While there we took the opportunity to visit the quiet churchyard located to the east of the church beyond the sheltered housing development known as Pyndar Court. The churchyard is not signposted. To reach it enter the drive of Pyndar Court and immediately turn left onto a tarmac path and then right.
Here are a few photos taken during our visit.
The flower festival commemorated the 150th anniversary of the founding of the Almshouses and the Church. The flower arrangements were by the ladies of the Malvern Floral Art Club.
The 12th century font, taken from an earlier church in Great Malvern, was decorated with white roses.
People stood and sat to admire the religious frescos on the walls which told the Bible stories to those who were unable to read.
On a wall, to the right of the choir stalls, flowers were placed around a brass plaque in memory of former choir boys who fell in the Great War.
The memorial reads:
We have attempted to identify these men and their families, on the occasion of the 100th anniversary of the start of the Great War. Click to jump to heading The fallen.
As a reminder that there was once a choir school at Newland, nearby someone had thoughtfully placed a dummy in the stalls.
The choir school was originally founded in 1864 to provide boarding places for ten orphans, but financial difficulties meant paying pupils were also accepted from all over Britain. Later pupils still boarded but attended day school at either Madresfield or Worcester Grammar.
Eventually the choir school was forced to close about 1945, due to a combination of financial problems, competition from other boarding schools and inability to meet the requirement of a new education act.
According to the St Leonard's website the burial ground at Newland was created on the site of the old wooden church and adjoining land given by Lord Beauchamp, and consecrated on 22nd October 1862 by the Bishop of Worcester.
The burial ground lies 100 yards or so east of St Leonards, now separated by the Pyndar Court development of homes for the elderly.
The photograph below shows a view looking northwards across the churchyard to the converted barns on the corner of Madresfield Road.
Turning to the right you will see an older section of the churchyard, where the headstones are all very similar. This was probably the final resting place of the residents of the Almshouses, the headstones being funded by the trustees.
In the distance hidden behind trees is an enormous stone cross, which we believe marks the site of the old wooden church at Newland. The inscription is weathered and in Latin.

--------

• **TASKS TO COMPLETE**:
a) Reproduce the part of the Newland church account that begins at the words "The choir school was originally" and stops after the words "for the elderly.".
b) In the Newland church account, condense the paragraph beginning "The choir school was originally founded" into a short bulleted list that keeps its main facts.
c) According to the Newland church account, who made the flower arrangements for the festival?

--------

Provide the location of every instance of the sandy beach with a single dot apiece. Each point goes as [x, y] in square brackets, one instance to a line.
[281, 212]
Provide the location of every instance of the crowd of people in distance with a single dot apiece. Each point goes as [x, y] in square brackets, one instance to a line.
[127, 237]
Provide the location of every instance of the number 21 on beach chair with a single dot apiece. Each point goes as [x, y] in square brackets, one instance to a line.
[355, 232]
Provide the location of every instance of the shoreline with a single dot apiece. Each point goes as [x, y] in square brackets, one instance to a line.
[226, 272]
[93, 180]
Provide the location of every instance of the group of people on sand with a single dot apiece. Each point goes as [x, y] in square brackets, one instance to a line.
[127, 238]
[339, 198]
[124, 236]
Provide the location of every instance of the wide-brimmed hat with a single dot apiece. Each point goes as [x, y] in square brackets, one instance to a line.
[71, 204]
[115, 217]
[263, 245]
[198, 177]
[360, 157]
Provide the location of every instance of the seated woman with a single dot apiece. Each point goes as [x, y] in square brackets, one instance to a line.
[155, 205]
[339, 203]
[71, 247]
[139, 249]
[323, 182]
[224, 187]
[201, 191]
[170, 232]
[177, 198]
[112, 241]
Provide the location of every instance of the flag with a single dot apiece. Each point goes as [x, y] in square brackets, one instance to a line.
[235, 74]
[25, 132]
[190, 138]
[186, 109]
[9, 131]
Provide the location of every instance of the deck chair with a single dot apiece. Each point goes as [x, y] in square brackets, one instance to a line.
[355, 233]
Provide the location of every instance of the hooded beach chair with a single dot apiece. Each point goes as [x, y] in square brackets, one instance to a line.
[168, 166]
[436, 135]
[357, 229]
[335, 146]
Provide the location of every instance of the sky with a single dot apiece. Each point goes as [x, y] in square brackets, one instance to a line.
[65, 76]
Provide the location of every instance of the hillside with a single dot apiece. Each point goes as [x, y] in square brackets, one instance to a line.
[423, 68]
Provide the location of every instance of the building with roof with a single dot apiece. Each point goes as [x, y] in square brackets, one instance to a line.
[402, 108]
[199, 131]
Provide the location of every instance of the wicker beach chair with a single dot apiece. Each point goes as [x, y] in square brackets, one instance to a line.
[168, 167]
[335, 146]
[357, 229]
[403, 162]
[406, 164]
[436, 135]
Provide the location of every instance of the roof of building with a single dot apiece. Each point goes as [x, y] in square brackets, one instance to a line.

--------

• **WORKED SOLUTIONS**:
a)
The choir school was originally founded in 1864 to provide boarding places for ten orphans, but financial difficulties meant paying pupils were also accepted from all over Britain. Later pupils still boarded but attended day school at either Madresfield or Worcester Grammar.
Eventually the choir school was forced to close about 1945, due to a combination of financial problems, competition from other boarding schools and inability to meet the requirement of a new education act.
According to the St Leonard's website the burial ground at Newland was created on the site of the old wooden church and adjoining land given by Lord Beauchamp, and consecrated on 22nd October 1862 by the Bishop of Worcester.
The burial ground lies 100 yards or so east of St Leonards, now separated by the Pyndar Court development of homes for the elderly.

b)
- Founded in 1864 to provide boarding places for ten orphans
- Financial difficulties led it to also accept paying pupils from all over Britain
- Later pupils still boarded but attended day school at Madresfield or Worcester Grammar

c) The ladies of the Malvern Floral Art Club.